(YOUR TASKS):
[a] Return the portion of the article about Bishop Knutson from "A LEGACY OF" to "state income tax.", copied word for word.
[b] Resume the article about Bishop Knutson, picking up right after its final sentence.

(TEXT EXTRACT):
But God and the relationships are not always in safe places, she said.
David Knutson, one of the bishop's two sons, recalled how his father had been a conservative Republican in his earlier years.
But his views changed during the Vietnam War as David and his brother Peter became active in the anti-war movement.
David, a senior research analyst for the state House of Representatives, and Kari said their father eventually joined a demonstration on Colby Avenue in Everett to pray for peace in Vietnam.
"That was not something that was supported by the majority of the community. He felt we needed to get out of Vietnam, that there had been enough killing," said Knutson-Bradac.
A LEGACY OF HELPING
During his tenure as bishop, Knutson lobbied in Olympia for social-service programs and tax reform, including consideration of a state income tax.
He pushed churches to provide emergency shelter for homeless people. He spoke out against Initiative 119, the euthanasia measure that was defeated in 1991.
And he was one of the religious leaders who signed a 1987 statement apologizing to Eskimo and Northwest Indian peoples for the Christian church's participation in the destruction of traditional Native American spiritual practices.
He also encouraged women in the ministry.
The Rev. Anne Morawski Gojio, pastor of St. John Lutheran Church in Seattle, said when the pastorship at St. John came open 5 1/2 years ago, he made sure a woman's name - hers - was on the list of candidates submitted to the congregation for consideration. Without his efforts, she doubts she would have been on the short list.
`THE BISHOP OF EVERYBODY'
But while he has his convictions, Knutson said he also has been careful to honor other people's views.
"The minute you wake up and find out that you're the bishop, one of the realizations that comes to you is that you're the bishop of everybody," Knutson said.
In that regard, Knutson said his heart went out to his colleague, Episcopal Bishop Vincent Warner, head of the Diocese of Olympia for Western Washington.
Warner recently stopped the blessing of a same-sex union at St. Mark's Episcopal Cathedral, saying the Episcopal Church as a whole had not completed its dialogue on human-sexuality issues, including same-sex unions. Local dioceses were not to proceed on their own in the meantime, Warner said.
Knutson noted that for years people have been taught that the practice of homosexuality is sin.
Now some attitudes are changing. "But you cannot expect the church at large, after members have been taught by their clergy for years that it is a sin, to within a period of two or three years just flip over and say, `Well, that was wrong,' " he said.
In the meantime, Knutson has initiated efforts to minister to people who are gay or lesbian.

(Position identification data):
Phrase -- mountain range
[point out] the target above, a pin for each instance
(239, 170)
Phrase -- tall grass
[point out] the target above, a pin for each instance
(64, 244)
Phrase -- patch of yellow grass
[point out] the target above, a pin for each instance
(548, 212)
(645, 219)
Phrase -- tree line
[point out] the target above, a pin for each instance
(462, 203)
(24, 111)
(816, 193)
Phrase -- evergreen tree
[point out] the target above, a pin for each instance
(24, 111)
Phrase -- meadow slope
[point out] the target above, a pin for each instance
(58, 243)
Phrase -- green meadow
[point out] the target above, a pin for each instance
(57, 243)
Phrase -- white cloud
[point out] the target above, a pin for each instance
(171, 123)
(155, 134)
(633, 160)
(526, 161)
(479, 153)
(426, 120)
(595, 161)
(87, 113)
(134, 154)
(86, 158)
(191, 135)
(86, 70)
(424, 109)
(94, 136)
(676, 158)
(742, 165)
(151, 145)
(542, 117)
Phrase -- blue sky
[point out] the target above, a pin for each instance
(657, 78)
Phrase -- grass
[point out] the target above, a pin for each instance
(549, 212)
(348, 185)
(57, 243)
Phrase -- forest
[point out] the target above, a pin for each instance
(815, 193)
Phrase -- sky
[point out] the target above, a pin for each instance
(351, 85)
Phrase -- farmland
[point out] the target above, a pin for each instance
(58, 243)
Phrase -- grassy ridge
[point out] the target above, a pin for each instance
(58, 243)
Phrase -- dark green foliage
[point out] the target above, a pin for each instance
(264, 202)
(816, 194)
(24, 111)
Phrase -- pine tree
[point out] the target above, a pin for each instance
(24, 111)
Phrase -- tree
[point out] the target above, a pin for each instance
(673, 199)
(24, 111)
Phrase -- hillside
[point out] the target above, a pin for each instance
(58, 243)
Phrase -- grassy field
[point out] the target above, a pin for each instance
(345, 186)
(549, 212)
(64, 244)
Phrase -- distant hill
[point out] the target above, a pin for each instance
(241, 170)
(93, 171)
---
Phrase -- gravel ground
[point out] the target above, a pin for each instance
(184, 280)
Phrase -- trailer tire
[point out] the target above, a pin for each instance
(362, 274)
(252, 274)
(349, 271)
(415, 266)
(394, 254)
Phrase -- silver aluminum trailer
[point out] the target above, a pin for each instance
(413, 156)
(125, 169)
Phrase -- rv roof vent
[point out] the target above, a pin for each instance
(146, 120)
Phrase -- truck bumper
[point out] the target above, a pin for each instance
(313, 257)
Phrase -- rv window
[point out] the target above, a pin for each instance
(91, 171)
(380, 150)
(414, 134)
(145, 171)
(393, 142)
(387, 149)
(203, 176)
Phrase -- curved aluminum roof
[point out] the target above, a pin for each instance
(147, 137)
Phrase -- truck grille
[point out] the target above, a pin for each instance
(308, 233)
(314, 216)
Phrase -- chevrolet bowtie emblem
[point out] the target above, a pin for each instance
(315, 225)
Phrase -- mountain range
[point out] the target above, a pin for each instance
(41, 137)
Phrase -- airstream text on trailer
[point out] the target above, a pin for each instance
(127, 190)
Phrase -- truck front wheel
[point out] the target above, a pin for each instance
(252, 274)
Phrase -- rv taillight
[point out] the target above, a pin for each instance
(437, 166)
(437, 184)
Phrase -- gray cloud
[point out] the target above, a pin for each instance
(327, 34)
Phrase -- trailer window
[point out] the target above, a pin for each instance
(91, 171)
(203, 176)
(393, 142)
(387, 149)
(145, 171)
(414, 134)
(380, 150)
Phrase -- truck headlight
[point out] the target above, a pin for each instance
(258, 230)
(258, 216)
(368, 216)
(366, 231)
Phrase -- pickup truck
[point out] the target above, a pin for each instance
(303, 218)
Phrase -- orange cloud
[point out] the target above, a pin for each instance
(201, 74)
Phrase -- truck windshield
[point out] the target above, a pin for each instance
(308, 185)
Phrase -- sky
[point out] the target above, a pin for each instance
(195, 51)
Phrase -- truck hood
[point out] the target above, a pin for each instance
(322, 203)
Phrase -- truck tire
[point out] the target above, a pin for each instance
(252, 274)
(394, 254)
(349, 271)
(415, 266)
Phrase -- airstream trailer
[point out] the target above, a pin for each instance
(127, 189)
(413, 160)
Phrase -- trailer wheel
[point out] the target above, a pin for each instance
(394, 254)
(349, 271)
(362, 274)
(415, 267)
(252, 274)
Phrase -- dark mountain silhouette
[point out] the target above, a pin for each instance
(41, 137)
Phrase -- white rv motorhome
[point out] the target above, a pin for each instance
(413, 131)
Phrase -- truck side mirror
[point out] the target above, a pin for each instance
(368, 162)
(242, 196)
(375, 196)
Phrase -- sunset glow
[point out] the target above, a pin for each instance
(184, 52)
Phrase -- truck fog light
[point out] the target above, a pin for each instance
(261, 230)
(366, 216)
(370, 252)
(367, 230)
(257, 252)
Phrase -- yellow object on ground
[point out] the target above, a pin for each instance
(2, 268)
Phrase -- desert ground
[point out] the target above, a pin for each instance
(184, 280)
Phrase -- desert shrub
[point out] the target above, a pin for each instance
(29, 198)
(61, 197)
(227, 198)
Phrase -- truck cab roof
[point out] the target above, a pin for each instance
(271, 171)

(THE REPLIES):
[a]
A LEGACY OF HELPING
During his tenure as bishop, Knutson lobbied in Olympia for social-service programs and tax reform, including consideration of a state income tax.

[b]
Knutson-Bradac recalled how her father stood with her as she cared for one of her closest friends who was dying of AIDS.
Knutson then went on to found Open Door Ministries, which provides pastoral care to people affected by HIV/AIDS; non-judgmental ministry to gays and lesbians, and support to the church as it addresses questions of human sexuality and sexual orientation.
"It was a very hot issue for a bishop to connect his name to," said the Rev. John Lindsay, pastor of St. James Lutheran Church, the congregation to which Knutson and his wife belong.
THE ROOTS OF FAITH
Knutson was born 65 years ago in the tiny North Dakota town of Hannah, population 260.
It was during his junior-high school years, after the family had moved to Seattle, that Knutson began to seriously think about his faith, and about the ministry.
One day when he was in the sixth or seventh grade, the pastor of Phinney Ridge Lutheran Church asked him to give a talk to the youth group about stewardship. Wanting to please the preacher, the Rev. Rudolph Ofstedal, Lowell immediately said yes. He then rushed home to look the word up in the dictionary.
Apparently his talk went well because after it Ofstedal said, "You really ought to think about the ministry."
But he never said another word about it. Instead, he continued to nurture Knutson, and other young people, by being present for them: in Lowell's case by showing up at all his prep baseball, football and basketball games to root him on.
Knutson was the scoring champion of the old City League while playing football at Queen Anne High during his junior year in 1946. He pitched a no-hit baseball game against Franklin High School the year before. But in his senior year he separated his shoulder.
He might have gone on to the University of Washington to play football for his old Queen Anne High coach, John Cherberg, the late lieutenant governor.
But during his time off from sports, Knutson reflected on his future and concluded, "God, if you really want me in the ministry, then I ought to go to PLC."
PLC was Pacific Lutheran College in Tacoma, before it became Pacific Lutheran University. He earned a bachelor's degree in history and classical languages - Greek and Latin - in 1952 and received his master of divinity degree from Luther Theological Seminary in St. Paul, Minn., in 1954.
THE EARLY YEARS
He then plunged into parish work at Edison Lutheran Church in Bow, Skagit County. After six years there, he moved to Our Savior's in Everett for 13 years, and then First Lutheran Church of West Seattle from 1973 to 1987.
He was named acting bishop of the old North Pacific District of the American Lutheran Church following the death of Bishop Clifford Lunde in February 1987.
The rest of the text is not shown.